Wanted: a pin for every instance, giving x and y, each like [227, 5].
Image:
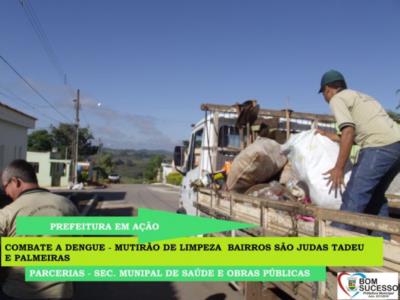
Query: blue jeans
[371, 176]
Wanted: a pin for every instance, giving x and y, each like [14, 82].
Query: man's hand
[335, 179]
[330, 135]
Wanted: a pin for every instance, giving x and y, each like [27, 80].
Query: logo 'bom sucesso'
[367, 285]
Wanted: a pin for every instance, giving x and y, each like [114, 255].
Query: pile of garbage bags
[290, 171]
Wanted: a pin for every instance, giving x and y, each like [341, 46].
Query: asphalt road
[121, 199]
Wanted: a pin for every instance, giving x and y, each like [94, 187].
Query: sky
[144, 67]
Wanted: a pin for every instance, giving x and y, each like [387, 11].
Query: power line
[43, 38]
[14, 96]
[34, 89]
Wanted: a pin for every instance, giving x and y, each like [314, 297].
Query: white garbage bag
[311, 155]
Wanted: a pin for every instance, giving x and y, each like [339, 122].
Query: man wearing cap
[361, 120]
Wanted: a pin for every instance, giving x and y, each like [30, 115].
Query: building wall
[43, 161]
[44, 164]
[13, 142]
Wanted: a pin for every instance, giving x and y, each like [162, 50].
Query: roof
[17, 111]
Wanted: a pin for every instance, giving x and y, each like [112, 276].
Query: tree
[150, 173]
[40, 140]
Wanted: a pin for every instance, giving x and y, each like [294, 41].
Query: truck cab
[201, 158]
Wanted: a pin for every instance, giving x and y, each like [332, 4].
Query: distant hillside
[130, 164]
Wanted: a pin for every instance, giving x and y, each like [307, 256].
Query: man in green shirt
[20, 183]
[361, 120]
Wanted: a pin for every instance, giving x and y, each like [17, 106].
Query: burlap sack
[256, 164]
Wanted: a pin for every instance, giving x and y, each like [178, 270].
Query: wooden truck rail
[279, 218]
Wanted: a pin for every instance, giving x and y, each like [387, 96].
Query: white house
[50, 172]
[14, 127]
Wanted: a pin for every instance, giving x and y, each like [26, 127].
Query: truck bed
[277, 218]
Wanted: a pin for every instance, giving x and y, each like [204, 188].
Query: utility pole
[76, 152]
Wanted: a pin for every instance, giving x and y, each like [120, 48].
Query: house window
[35, 166]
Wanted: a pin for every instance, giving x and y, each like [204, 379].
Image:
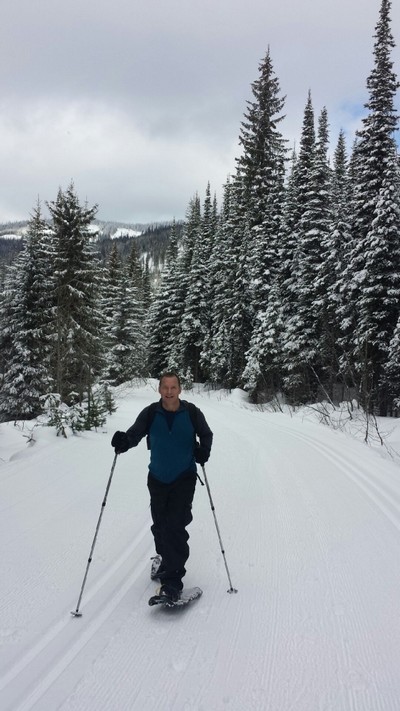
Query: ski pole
[76, 613]
[231, 588]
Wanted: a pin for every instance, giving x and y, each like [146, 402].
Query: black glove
[200, 455]
[120, 442]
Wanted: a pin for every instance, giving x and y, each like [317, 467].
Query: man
[171, 425]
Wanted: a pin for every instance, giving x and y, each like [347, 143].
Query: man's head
[170, 389]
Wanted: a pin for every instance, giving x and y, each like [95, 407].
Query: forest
[290, 289]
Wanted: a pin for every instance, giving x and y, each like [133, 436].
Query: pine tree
[26, 317]
[373, 273]
[162, 314]
[195, 323]
[76, 359]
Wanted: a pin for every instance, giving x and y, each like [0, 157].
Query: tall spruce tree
[163, 312]
[373, 272]
[76, 359]
[195, 323]
[26, 323]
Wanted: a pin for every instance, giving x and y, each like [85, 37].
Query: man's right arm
[122, 441]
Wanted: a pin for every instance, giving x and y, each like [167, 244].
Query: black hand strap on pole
[76, 613]
[231, 588]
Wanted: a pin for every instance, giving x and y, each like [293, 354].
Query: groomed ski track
[310, 522]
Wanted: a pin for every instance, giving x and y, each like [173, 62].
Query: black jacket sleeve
[138, 430]
[204, 434]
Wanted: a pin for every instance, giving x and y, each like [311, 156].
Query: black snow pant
[171, 511]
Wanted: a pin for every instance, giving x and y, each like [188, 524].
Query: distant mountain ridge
[151, 240]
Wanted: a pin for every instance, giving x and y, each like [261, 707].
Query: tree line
[291, 288]
[294, 289]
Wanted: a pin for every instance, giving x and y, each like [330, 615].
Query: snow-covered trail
[310, 522]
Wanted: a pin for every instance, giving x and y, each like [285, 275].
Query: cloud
[140, 101]
[133, 172]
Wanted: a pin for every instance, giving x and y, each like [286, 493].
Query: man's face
[169, 390]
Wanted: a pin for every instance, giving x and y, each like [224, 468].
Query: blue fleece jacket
[171, 440]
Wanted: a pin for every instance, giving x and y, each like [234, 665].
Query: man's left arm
[202, 452]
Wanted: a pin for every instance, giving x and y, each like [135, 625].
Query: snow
[310, 523]
[125, 232]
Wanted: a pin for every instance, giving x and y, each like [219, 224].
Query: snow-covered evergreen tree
[76, 358]
[163, 314]
[372, 277]
[26, 317]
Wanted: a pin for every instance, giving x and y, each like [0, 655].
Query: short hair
[170, 374]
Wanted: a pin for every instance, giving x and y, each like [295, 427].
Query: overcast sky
[139, 102]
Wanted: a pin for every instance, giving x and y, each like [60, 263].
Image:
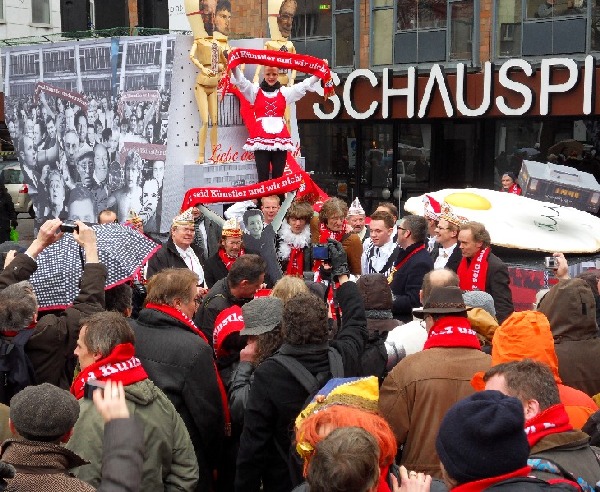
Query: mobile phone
[69, 226]
[320, 252]
[90, 387]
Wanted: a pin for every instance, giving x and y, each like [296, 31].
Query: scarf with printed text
[120, 365]
[472, 276]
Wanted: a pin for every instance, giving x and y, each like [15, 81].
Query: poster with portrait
[89, 123]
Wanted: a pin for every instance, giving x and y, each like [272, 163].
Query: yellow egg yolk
[468, 200]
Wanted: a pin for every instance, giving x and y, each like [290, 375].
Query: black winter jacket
[181, 364]
[276, 398]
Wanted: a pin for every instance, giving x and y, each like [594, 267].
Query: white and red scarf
[120, 365]
[472, 276]
[228, 260]
[515, 189]
[550, 421]
[452, 331]
[182, 318]
[485, 483]
[281, 59]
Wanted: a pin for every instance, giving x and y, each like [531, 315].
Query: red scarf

****

**To be done:** All the lines above are to be given again exactly as they read, with the pictures removed.

**Output below:**
Wanted: a pin for every instance, giving x and y, each like [227, 5].
Image:
Query: blue jeans
[371, 176]
Wanted: a pin for every instance, giving x and y, each like [14, 82].
Query: man's hand
[335, 179]
[330, 135]
Wanted: a pin for every instance, giving x and y, each like [27, 80].
Query: logo 'bom sucesso'
[367, 285]
Wanted: a pin for every instance, giving x and y, each like [114, 255].
Query: pile of garbage bags
[290, 171]
Wanted: a pin for every instance, giving x and y, each like [341, 46].
Query: asphalt road
[121, 199]
Wanted: a pin for every instance, giving x and y, each like [94, 187].
Query: sky
[144, 67]
Wanted: a pin for every instance, giving x and y, each like [387, 11].
Query: power line
[43, 38]
[14, 96]
[34, 89]
Wanted: a pin for every instance, giving x and y, each like [314, 297].
Query: white garbage bag
[311, 155]
Wanted: a pin for every instance, giving x and y, each like [339, 122].
Query: man wearing cap
[361, 120]
Wanted: a pin for every instance, giving x and y, each like [30, 115].
Query: building wall
[43, 161]
[44, 164]
[13, 142]
Wanted: a pin for every instance, giving x and y, each like [162, 50].
Query: roof
[17, 111]
Wanted: a pin for every instance, giving x and y, each like [112, 276].
Query: tree
[150, 173]
[40, 140]
Wanted: a pin for every instance, giving x and y, each like [294, 41].
Query: truck cab
[201, 158]
Wanted: a pin for every instance, giving x and y, each like [332, 4].
Query: distant hillside
[130, 164]
Wanted: a pin for every instance, giving x and y, each like [307, 256].
Query: man in green shirt
[20, 183]
[361, 120]
Wanted: a pin for every instance, giving x and y, each like [17, 106].
Query: burlap sack
[256, 164]
Wanted: a pin for every instance, giving x and y, each like [178, 270].
Query: wooden truck rail
[279, 218]
Wanted: a pin for every instance, giving x and y, each like [387, 96].
Query: white house
[50, 172]
[14, 127]
Wanted: a pin for every instance, giving x and y, each like [26, 127].
Query: truck bed
[277, 218]
Wanted: a pin for every instance, giving x and y, each like [204, 188].
Query: utility pole
[76, 152]
Wanted: a pin for every instance, giving x and y, each like [120, 48].
Query: house window
[35, 166]
Wanted: a pin for every instance, giving x and y, each like [204, 379].
Image:
Query: ski pole
[76, 613]
[231, 588]
Wanted: a pin for every instance, giving x and y, each like [146, 402].
Query: black glove
[200, 455]
[120, 442]
Wanted: a pin for every instance, giving x and y, each like [317, 467].
Query: man
[171, 425]
Wanted: a pin for every instance, giving x and y, each like [347, 143].
Query: man's head
[170, 389]
Wanted: a pin for every instance, giving x and y, each like [95, 407].
Query: forest
[290, 289]
Wanted: a pin for every instance, giving x and y, each like [133, 436].
Query: pine tree
[26, 317]
[373, 273]
[162, 314]
[195, 323]
[76, 359]
Wanted: a pin for every instance, giving x and y, each like [0, 157].
Query: tall spruce tree
[163, 312]
[373, 272]
[76, 359]
[195, 323]
[26, 323]
Wanted: a pin for every instance, giving x and y, each like [85, 37].
Query: man's right arm
[122, 441]
Wanted: a pin for every instance, giving x and y, each like [167, 244].
Query: black hand strap on pole
[76, 613]
[231, 588]
Wanted: a pin for every instance, giving x and y, each like [293, 354].
Query: groomed ski track
[310, 522]
Wanted: a pin for every instance, giving x and y, each like [173, 62].
Query: black jacket sleeve
[138, 430]
[204, 434]
Wanted: a pin for every instance, giving x and y, each like [311, 156].
Query: black snow pant
[171, 511]
Wanted: a pin for every instance, giving x and y, each like [188, 524].
Query: distant mountain ridge
[151, 240]
Wanted: a pin for every instance, giving x and y, each like [261, 707].
Query: tree line
[291, 288]
[294, 289]
Wanted: a pin for every instance, giving x and y, each like [330, 615].
Query: snow-covered trail
[310, 522]
Wanted: a pin for every instance, giving x and y, each like [285, 275].
Query: cloud
[140, 101]
[133, 172]
Wanted: a pin for every instance, giving x and y, each like [286, 493].
Query: man's face
[169, 390]
Wanted: a pin for every instance, giving x and y, each like [224, 468].
Query: blue fleece jacket
[171, 440]
Wanted: a pin for every instance, giving x and y, each like [234, 665].
Query: man's left arm
[202, 452]
Wanted: a pin for every instance, giving x and y, each like [135, 625].
Query: snow
[310, 523]
[125, 232]
Wanted: a pin for every instance, giving x and y, each like [219, 224].
Query: snow-covered evergreen tree
[76, 358]
[163, 314]
[372, 277]
[26, 317]
Wanted: a pin for every instance, giving x and y, each like [0, 655].
Query: short hair
[170, 374]
Wanted: a pin for every instance, giving x and y, each like [295, 427].
Query: overcast sky
[139, 102]
Wanted: a pin for every instance, giving x and y, each like [60, 263].
Image:
Query: mobile phone
[69, 226]
[320, 252]
[90, 387]
Wanted: a pin for every instance, giving x and y, each like [296, 31].
Query: scarf with printed text
[120, 365]
[472, 276]
Wanted: a pin for every instance, giving x and y, each like [15, 81].
Query: poster with portrait
[89, 123]
Wanted: a pin for every instance, giving x and y, each like [272, 163].
Query: yellow egg yolk
[468, 200]
Wanted: a pin for every instance, giving x and y, each like [290, 375].
Query: black winter jacket
[181, 364]
[276, 398]
Wanted: a pin for every instance, giving x and y, each like [594, 267].
Query: white and red scarf
[120, 365]
[472, 276]
[228, 260]
[515, 189]
[550, 421]
[452, 331]
[182, 318]
[485, 483]
[281, 59]
Wanted: a pin for every instance, giving x and y, each like [531, 315].
Query: red scarf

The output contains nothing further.